WORK INSTRUCTIONS:
Take the data below and filter it for lines containing the word "sunglasses"; show each line found.

RECORDS SUPPLIED:
────────

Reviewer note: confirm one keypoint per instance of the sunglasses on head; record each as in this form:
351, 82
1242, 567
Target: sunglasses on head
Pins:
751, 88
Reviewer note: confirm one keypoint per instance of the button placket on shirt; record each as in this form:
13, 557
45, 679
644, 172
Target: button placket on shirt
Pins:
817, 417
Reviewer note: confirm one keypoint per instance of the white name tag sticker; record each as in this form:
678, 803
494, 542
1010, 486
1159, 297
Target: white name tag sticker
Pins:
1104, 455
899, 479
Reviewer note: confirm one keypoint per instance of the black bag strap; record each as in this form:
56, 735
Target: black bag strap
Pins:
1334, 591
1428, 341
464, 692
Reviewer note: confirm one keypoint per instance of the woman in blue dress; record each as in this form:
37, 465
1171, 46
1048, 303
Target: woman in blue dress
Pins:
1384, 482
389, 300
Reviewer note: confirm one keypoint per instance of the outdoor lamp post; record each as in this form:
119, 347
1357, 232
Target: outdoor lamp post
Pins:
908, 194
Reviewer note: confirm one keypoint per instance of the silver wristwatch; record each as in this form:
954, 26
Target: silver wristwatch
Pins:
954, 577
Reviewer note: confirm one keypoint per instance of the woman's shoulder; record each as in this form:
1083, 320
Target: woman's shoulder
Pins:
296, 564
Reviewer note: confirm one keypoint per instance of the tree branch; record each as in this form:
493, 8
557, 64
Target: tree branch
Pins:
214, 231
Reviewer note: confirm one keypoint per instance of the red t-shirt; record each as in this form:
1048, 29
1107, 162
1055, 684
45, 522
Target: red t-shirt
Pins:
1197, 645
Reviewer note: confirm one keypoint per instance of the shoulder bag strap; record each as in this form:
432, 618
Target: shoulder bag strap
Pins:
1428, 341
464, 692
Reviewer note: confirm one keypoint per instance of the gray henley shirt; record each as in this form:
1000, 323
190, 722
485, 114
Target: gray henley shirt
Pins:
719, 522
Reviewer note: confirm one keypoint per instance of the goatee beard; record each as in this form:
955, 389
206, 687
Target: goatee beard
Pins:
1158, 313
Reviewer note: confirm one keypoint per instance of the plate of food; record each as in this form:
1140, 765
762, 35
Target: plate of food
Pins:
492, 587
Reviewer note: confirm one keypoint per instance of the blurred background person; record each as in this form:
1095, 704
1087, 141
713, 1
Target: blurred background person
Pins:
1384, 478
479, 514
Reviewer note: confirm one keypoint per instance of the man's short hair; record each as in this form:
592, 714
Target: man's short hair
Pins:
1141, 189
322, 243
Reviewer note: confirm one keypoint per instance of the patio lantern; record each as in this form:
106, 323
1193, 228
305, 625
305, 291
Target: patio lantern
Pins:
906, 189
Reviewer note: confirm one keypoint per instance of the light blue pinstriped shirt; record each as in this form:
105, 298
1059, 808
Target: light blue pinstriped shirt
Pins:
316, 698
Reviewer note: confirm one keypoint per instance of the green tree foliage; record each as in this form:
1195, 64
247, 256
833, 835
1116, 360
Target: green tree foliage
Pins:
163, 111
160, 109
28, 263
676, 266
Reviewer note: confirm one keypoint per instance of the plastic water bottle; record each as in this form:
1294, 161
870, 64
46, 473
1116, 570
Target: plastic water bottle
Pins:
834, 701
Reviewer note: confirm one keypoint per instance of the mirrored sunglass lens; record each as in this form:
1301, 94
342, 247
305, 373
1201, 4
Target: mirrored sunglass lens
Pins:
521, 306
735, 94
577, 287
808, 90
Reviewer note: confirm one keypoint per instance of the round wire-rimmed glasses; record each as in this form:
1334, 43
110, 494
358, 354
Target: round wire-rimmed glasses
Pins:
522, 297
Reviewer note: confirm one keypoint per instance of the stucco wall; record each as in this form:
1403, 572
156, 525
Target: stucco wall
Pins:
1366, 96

────────

TASK RESPONSE:
Reviewer note: confirm one keypoint per instance of the sunglasses on head; record each as in this form:
Target: sunglasses on head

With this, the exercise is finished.